### [Material shown]
[BEGIN]
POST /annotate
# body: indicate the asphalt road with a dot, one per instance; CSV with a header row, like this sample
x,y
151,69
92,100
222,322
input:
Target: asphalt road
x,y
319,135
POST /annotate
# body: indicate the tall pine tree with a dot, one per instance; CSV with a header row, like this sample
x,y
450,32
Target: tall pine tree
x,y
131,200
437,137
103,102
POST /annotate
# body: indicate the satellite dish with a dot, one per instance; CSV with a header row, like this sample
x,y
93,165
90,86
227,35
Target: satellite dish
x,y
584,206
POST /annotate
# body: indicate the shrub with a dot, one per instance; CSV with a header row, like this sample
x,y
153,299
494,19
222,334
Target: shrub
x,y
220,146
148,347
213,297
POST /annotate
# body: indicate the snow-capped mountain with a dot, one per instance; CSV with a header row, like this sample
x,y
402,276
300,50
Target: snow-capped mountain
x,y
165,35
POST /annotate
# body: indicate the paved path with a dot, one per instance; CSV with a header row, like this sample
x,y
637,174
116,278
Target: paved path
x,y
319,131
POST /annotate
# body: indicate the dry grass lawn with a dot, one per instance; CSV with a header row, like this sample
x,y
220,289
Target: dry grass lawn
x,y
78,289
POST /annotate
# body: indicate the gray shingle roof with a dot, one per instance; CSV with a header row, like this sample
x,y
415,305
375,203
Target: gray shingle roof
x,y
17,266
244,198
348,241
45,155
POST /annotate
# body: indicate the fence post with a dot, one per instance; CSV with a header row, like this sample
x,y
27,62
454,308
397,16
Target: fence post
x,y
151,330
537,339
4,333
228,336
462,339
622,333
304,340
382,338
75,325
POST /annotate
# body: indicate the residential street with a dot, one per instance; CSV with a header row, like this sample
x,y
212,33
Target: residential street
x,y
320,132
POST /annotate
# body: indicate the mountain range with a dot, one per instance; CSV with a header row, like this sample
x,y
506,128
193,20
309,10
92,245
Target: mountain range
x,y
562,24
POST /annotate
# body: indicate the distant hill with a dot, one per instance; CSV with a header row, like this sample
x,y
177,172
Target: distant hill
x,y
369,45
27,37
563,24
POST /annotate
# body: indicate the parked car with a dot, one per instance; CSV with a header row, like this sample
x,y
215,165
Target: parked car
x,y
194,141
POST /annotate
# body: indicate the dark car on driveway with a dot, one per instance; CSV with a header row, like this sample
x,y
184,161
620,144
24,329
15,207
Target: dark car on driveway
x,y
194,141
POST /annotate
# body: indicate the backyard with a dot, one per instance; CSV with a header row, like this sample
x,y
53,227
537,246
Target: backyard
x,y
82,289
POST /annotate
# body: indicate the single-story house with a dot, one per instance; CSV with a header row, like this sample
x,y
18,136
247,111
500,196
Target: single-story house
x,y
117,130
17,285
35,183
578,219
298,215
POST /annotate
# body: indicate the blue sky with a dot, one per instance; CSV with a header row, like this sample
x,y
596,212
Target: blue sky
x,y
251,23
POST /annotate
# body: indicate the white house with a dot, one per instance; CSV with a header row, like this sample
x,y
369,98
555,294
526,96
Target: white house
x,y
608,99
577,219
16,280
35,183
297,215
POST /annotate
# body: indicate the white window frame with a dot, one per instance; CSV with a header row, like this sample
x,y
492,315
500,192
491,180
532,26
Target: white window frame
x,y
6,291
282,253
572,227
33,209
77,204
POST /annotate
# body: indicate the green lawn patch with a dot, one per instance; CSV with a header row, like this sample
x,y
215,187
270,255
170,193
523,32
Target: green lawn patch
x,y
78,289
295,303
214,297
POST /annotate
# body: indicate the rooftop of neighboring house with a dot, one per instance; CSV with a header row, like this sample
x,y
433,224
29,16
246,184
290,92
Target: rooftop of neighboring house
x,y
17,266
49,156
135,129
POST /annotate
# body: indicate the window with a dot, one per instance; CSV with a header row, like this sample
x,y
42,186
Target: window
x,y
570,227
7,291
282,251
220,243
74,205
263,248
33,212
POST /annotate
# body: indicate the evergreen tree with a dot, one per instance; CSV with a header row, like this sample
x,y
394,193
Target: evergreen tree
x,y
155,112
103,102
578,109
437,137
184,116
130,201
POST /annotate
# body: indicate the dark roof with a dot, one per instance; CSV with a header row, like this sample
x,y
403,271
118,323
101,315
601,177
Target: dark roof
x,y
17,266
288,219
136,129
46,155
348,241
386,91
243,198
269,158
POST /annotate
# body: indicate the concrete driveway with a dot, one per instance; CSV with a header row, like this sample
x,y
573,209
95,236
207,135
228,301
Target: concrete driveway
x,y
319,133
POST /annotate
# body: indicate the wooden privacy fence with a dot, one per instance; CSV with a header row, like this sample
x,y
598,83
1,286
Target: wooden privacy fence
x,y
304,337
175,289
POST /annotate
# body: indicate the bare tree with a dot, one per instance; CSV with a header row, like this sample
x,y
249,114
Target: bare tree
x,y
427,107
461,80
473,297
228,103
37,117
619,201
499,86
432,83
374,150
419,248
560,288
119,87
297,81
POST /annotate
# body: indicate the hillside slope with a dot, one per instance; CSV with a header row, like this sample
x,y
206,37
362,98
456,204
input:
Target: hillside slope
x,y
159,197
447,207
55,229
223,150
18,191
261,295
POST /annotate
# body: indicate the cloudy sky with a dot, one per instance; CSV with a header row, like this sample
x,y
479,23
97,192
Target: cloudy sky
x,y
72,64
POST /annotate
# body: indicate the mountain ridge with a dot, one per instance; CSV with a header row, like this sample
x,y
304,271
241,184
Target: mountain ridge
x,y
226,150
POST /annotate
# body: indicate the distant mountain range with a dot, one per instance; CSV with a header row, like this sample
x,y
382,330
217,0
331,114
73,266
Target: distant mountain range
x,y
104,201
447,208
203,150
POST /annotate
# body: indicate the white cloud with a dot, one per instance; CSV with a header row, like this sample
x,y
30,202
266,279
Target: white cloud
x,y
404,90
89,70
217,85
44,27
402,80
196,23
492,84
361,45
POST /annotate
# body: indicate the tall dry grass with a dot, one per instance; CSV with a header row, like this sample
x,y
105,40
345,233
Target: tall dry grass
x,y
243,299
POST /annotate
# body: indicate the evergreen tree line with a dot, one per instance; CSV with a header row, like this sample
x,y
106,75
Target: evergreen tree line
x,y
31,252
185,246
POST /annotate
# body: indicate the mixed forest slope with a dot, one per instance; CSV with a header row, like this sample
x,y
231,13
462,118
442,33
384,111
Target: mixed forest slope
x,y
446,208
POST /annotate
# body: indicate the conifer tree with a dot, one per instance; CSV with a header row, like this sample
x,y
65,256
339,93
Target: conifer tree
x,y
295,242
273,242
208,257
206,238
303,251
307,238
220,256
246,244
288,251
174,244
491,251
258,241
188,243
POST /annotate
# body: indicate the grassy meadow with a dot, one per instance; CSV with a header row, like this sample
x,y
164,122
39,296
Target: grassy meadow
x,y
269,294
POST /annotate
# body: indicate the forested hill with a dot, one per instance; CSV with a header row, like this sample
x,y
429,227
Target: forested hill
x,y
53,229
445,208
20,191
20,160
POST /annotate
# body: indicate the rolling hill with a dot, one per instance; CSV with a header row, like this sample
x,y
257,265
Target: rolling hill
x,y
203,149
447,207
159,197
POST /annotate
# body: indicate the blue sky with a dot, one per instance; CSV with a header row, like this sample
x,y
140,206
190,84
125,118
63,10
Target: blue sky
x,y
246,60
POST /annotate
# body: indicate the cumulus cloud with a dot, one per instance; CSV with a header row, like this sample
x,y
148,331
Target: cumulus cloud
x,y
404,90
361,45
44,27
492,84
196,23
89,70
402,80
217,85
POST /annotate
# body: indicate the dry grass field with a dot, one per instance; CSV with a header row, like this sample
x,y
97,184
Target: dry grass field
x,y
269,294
[END]
### [Brief]
Output the listing above exactly as it appears.

### [Response to the task]
POST /annotate
# body: indicate the asphalt road with a dot, one per instance; CSV with a header row, like this sample
x,y
151,69
92,100
222,322
input:
Target: asphalt road
x,y
319,135
POST /annotate
# body: indicate the tall pine tree with a dot, one per instance; CSV with a header row, like this sample
x,y
450,32
Target: tall pine tree
x,y
131,200
437,137
103,102
POST /annotate
# body: indicate the satellite dish with a dot, one per instance; CSV with a header row, like this sample
x,y
93,165
90,86
227,35
Target: satellite dish
x,y
584,206
POST /annotate
# body: indicate the shrub with a dot, one per instance; CSV with a header row, like this sample
x,y
153,299
494,19
222,334
Target: shrub
x,y
220,146
148,347
213,297
POST /annotate
# body: indicate the snow-capped mountain with a dot, one per instance; CSV with a header row, like this sample
x,y
402,276
300,50
Target: snow-capped mountain
x,y
165,35
POST /annotate
# body: indicate the paved path with a dot, one per instance; CSV with a header row, like this sample
x,y
637,174
116,278
Target: paved path
x,y
319,131
POST /annotate
# body: indicate the dry grass lawn with a dot, one per instance; CSV with a header row, like this sample
x,y
220,289
Target: dry grass lawn
x,y
78,289
POST /annotate
# body: indicate the gray shingle roof with a dot, one per instance; CSV with a header row, like this sample
x,y
415,305
375,203
Target: gray shingle roof
x,y
17,266
244,198
348,241
45,155
POST /annotate
# body: indicate the fence post with a dot, one per instance; CSV with a header row, like this sample
x,y
27,62
454,308
397,16
Target: fence post
x,y
151,330
537,339
4,333
228,336
462,339
622,333
304,340
382,338
75,325
POST /annotate
# body: indicate the residential street with a dot, one per instance; CSV with a header row, like this sample
x,y
212,33
Target: residential street
x,y
320,132
POST /annotate
# body: indicate the mountain range with a dot, one per instance; CSV with a header row, like this sample
x,y
506,128
193,20
309,10
92,245
Target: mountain range
x,y
562,24
POST /annotate
# body: indicate the distant hill with a dot, one per instance; CSV with a header row, like this sample
x,y
177,172
Target: distant hill
x,y
369,45
27,37
563,24
POST /annotate
# body: indicate the parked car with a dot, one per instance; CSV with a header row, like this sample
x,y
215,165
Target: parked car
x,y
194,141
POST /annotate
# body: indicate the dark car on driveway with a dot, one per instance; CSV with a header row, like this sample
x,y
184,161
620,144
24,329
15,207
Target: dark car on driveway
x,y
194,141
POST /annotate
# body: indicate the backyard with a dot, one per instance; CSV with a header row, like this sample
x,y
53,227
537,246
Target: backyard
x,y
82,289
POST /annotate
# body: indicate the single-story house with a dot, one per instance; CSV with a header row, like this sample
x,y
18,136
247,111
500,196
Target: single-story house
x,y
117,130
17,285
35,183
578,219
298,215
POST /annotate
# body: indicate the blue sky with a dot, one per instance; CSV with a header row, like this sample
x,y
596,212
Target: blue sky
x,y
251,23
POST /annotate
# body: indicate the white house with a dot, one per instance; CSV with a header row, like this sample
x,y
369,98
555,294
526,96
Target: white house
x,y
608,99
577,219
16,280
35,183
297,215
POST /annotate
# body: indicate the white window frame with a dot, one per instance; CSV with a header row, like this sample
x,y
492,315
500,192
491,180
532,26
Target: white window frame
x,y
6,291
282,253
572,227
33,209
77,204
POST /annotate
# body: indicate the green lawn patch with a dot, one per instance; CSV with a header row, like this sample
x,y
215,187
270,255
170,193
523,32
Target: green lawn patch
x,y
78,289
295,303
214,297
POST /annotate
# body: indicate the rooftop of neighboring house with a dot, one per instance; CSV with a header row, like this sample
x,y
433,224
29,16
246,184
290,92
Target: rooftop of neighboring house
x,y
17,266
49,156
135,129
POST /annotate
# body: indicate the window with a dot, one per instance; CSV with a header row, like this sample
x,y
42,186
Target: window
x,y
570,227
7,291
282,251
220,243
74,205
263,248
33,212
POST /annotate
# body: indicate the evergreen tree with a dot, one per instance; CSV with a header row, like this sample
x,y
394,193
Target: evergreen tree
x,y
155,112
103,102
578,109
437,137
184,116
130,201
POST /annotate
# body: indicate the dark roof with a dot, one per instance; CSV with a header row, like this sample
x,y
403,271
118,323
101,315
601,177
Target: dark roof
x,y
17,266
288,219
136,129
46,155
348,241
386,91
243,198
269,158
POST /annotate
# body: indicate the concrete driveway with a dot, one per instance; CSV with a header row, like this sample
x,y
573,209
95,236
207,135
228,301
Target: concrete driveway
x,y
319,133
POST /annotate
# body: indicate the wooden privacy fence with a dot, one per instance; CSV with a header row, like this sample
x,y
598,83
1,286
Target: wooden privacy fence
x,y
304,337
175,289
POST /annotate
# body: indicate the bare tree with a dot, one per instance; CSV with a header row, like this sample
x,y
249,114
Target: bare tree
x,y
427,107
461,80
473,297
228,103
37,117
619,201
499,86
432,83
374,150
419,248
560,288
119,87
297,81
POST /annotate
# body: indicate the hillside slope with a dot, one per instance; CSV with a header row, like this sample
x,y
206,37
362,98
456,204
input:
Target: hillside slope
x,y
159,197
447,207
55,229
223,150
18,191
261,295
POST /annotate
# body: indicate the cloudy sky with a dot, one per instance; CSV with a header row, like this sample
x,y
479,23
97,192
Target: cloudy sky
x,y
72,64
POST /annotate
# body: indicate the mountain ridge with a dot, one per instance; CSV with a header row, like this sample
x,y
304,271
241,184
Target: mountain ridge
x,y
226,150
POST /annotate
# body: indicate the distant mountain range with a dot, one per instance; CSV with a header row, like this sample
x,y
382,330
217,0
331,114
73,266
Target: distant mountain range
x,y
104,201
447,208
203,150
POST /annotate
# body: indicate the white cloud with a dot, one per instance; CSV with a header row, like this sample
x,y
30,202
266,279
Target: white cloud
x,y
404,90
89,70
217,85
44,27
402,80
196,23
492,84
361,45
POST /annotate
# body: indicate the tall dry grass with a dot, one per instance; CSV with a header row, like this sample
x,y
105,40
345,233
Target: tall dry grass
x,y
243,299
POST /annotate
# body: indicate the evergreen tree line with a dot, one per instance; CSV with a header row, like this sample
x,y
106,75
Target: evergreen tree line
x,y
31,252
185,246
POST /annotate
# body: indicate the mixed forest slope with a dot, one per instance; CSV with a header row, like this sample
x,y
231,13
462,118
442,33
384,111
Target: mixed forest slope
x,y
446,208
POST /annotate
# body: indicate the conifer tree with a dot, one per instance; CSV with a header row, like this sample
x,y
65,256
339,93
Target: conifer tree
x,y
295,242
273,242
208,257
206,238
303,251
307,238
220,256
246,244
288,251
174,244
491,251
258,241
188,243
POST /annotate
# body: indicate the grassy meadow with a dot, one per instance; CSV with a header row, like this sample
x,y
164,122
39,296
Target: grassy meadow
x,y
269,294
POST /annotate
# body: indicate the forested hill with a dot, one per instance; CSV with a header row, like this sample
x,y
429,227
Target: forested hill
x,y
53,229
445,208
20,191
20,160
POST /annotate
# body: indicate the rolling hill with a dot, one per instance; CSV with a header row, like this sample
x,y
257,265
Target: rolling hill
x,y
203,149
447,207
159,197
POST /annotate
# body: indicate the blue sky with a dot, one per instance; CSV with a header row, like this sample
x,y
140,206
190,84
125,118
63,10
Target: blue sky
x,y
246,60
POST /annotate
# body: indicate the cumulus cloud with a dot, one per instance; CSV with a header row, like this sample
x,y
148,331
Target: cumulus cloud
x,y
404,90
361,45
44,27
492,84
196,23
89,70
402,80
217,85
POST /annotate
# body: indicate the dry grass field with a dot, one per instance; CSV with a header row, like this sample
x,y
97,184
Target: dry grass field
x,y
269,294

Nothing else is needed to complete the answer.